** WORK REQUEST **
What appears in the data must be reproduced exactly.

(Free-text object descriptions)
━━━━━━━━━━━━━━━━

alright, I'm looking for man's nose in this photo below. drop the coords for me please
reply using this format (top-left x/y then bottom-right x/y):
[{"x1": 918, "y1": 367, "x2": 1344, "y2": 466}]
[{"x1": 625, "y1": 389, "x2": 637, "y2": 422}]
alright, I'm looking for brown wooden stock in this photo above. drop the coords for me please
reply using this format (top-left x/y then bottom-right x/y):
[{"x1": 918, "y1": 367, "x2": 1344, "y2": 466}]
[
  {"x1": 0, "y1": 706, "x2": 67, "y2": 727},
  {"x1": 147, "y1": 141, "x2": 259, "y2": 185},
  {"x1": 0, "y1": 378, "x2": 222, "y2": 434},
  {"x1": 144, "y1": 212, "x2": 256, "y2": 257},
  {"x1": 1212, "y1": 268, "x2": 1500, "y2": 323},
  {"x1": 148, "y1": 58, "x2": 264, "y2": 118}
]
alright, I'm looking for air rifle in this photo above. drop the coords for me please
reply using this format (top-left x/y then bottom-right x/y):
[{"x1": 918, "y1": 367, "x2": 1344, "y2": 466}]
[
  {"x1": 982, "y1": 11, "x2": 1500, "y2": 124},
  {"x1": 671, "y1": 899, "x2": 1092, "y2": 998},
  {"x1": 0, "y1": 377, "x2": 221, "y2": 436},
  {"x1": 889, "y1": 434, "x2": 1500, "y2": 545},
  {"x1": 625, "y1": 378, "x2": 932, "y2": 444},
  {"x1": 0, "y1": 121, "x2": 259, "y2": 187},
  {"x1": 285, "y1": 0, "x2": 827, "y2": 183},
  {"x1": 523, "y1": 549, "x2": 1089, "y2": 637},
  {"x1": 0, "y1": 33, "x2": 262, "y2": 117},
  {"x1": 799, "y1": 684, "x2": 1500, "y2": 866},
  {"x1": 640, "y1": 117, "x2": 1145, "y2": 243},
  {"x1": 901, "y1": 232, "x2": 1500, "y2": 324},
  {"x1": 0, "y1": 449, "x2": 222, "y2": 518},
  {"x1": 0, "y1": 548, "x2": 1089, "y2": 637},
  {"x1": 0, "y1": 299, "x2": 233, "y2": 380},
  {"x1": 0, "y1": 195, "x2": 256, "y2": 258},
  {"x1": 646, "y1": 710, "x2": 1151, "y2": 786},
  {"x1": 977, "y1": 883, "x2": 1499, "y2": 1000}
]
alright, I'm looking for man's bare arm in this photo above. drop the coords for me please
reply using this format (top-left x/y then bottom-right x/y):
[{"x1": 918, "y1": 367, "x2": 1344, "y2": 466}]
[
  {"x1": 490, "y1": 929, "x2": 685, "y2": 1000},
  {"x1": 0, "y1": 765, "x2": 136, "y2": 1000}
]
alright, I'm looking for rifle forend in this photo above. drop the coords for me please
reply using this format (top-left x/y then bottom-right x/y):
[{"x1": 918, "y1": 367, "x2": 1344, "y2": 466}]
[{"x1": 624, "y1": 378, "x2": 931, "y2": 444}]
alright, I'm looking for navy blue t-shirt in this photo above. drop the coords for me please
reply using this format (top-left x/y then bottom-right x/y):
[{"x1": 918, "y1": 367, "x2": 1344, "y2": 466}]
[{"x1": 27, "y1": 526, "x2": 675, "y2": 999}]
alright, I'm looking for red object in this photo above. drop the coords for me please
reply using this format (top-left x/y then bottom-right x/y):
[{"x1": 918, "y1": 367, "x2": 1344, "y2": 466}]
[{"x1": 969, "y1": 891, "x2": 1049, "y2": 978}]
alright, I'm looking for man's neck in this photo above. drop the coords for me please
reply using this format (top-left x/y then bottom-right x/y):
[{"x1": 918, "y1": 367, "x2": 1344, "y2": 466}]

━━━━━━━━━━━━━━━━

** RESPONSE **
alright, I'm looking for man's nose in this photo below. drop the coords for me please
reply using this format (top-left x/y then bottom-right x/y):
[{"x1": 918, "y1": 367, "x2": 1344, "y2": 466}]
[{"x1": 625, "y1": 389, "x2": 637, "y2": 422}]
alright, I'm looking for brown wooden stock in this photo above. drop the coords for me please
reply using this format (top-left x/y then bottom-right x/y):
[{"x1": 918, "y1": 367, "x2": 1344, "y2": 466}]
[
  {"x1": 0, "y1": 706, "x2": 67, "y2": 727},
  {"x1": 147, "y1": 141, "x2": 259, "y2": 185},
  {"x1": 0, "y1": 378, "x2": 222, "y2": 434},
  {"x1": 144, "y1": 212, "x2": 256, "y2": 257},
  {"x1": 1212, "y1": 268, "x2": 1500, "y2": 323},
  {"x1": 148, "y1": 58, "x2": 264, "y2": 118}
]
alright, I'm looking for air rifle in this photo above. drop the coords for me please
reply using this format (top-left x/y then bottom-right x/y):
[{"x1": 918, "y1": 367, "x2": 1344, "y2": 466}]
[
  {"x1": 982, "y1": 11, "x2": 1500, "y2": 124},
  {"x1": 671, "y1": 899, "x2": 1092, "y2": 998},
  {"x1": 0, "y1": 377, "x2": 221, "y2": 436},
  {"x1": 889, "y1": 434, "x2": 1500, "y2": 545},
  {"x1": 625, "y1": 378, "x2": 932, "y2": 444},
  {"x1": 0, "y1": 121, "x2": 259, "y2": 187},
  {"x1": 285, "y1": 0, "x2": 827, "y2": 183},
  {"x1": 523, "y1": 549, "x2": 1089, "y2": 637},
  {"x1": 0, "y1": 33, "x2": 262, "y2": 117},
  {"x1": 799, "y1": 684, "x2": 1500, "y2": 866},
  {"x1": 640, "y1": 117, "x2": 1145, "y2": 243},
  {"x1": 901, "y1": 232, "x2": 1500, "y2": 324},
  {"x1": 0, "y1": 449, "x2": 222, "y2": 518},
  {"x1": 0, "y1": 548, "x2": 1089, "y2": 637},
  {"x1": 0, "y1": 299, "x2": 233, "y2": 380},
  {"x1": 0, "y1": 195, "x2": 256, "y2": 258},
  {"x1": 646, "y1": 710, "x2": 1151, "y2": 786},
  {"x1": 977, "y1": 883, "x2": 1499, "y2": 1000}
]
alright, I'm looking for man's bare arm in this photo above. drop the coords for me please
reply using this format (top-left x/y then bottom-right x/y):
[{"x1": 918, "y1": 367, "x2": 1344, "y2": 466}]
[
  {"x1": 490, "y1": 929, "x2": 685, "y2": 1000},
  {"x1": 0, "y1": 765, "x2": 136, "y2": 1000}
]
alright, I'm looking for rifle forend in this photo above. drop the coords for me please
reply using this format (top-left x/y then bottom-right x/y):
[{"x1": 918, "y1": 367, "x2": 1344, "y2": 466}]
[{"x1": 624, "y1": 378, "x2": 931, "y2": 444}]
alright, I'm looking for navy blue t-shirt in this photo above. drop the coords for me please
reply using this format (top-left x/y then bottom-right x/y):
[{"x1": 918, "y1": 367, "x2": 1344, "y2": 466}]
[{"x1": 27, "y1": 526, "x2": 675, "y2": 999}]
alright, I'm looking for red object in this photo above. drop the coords for me please
reply using this format (top-left x/y then bottom-right x/y):
[{"x1": 918, "y1": 367, "x2": 1344, "y2": 466}]
[{"x1": 969, "y1": 891, "x2": 1049, "y2": 978}]
alright, I'm looking for man's neck in this photo above. drop the coords for me please
reply using this format (top-left x/y then bottom-right x/y):
[{"x1": 918, "y1": 367, "x2": 1344, "y2": 466}]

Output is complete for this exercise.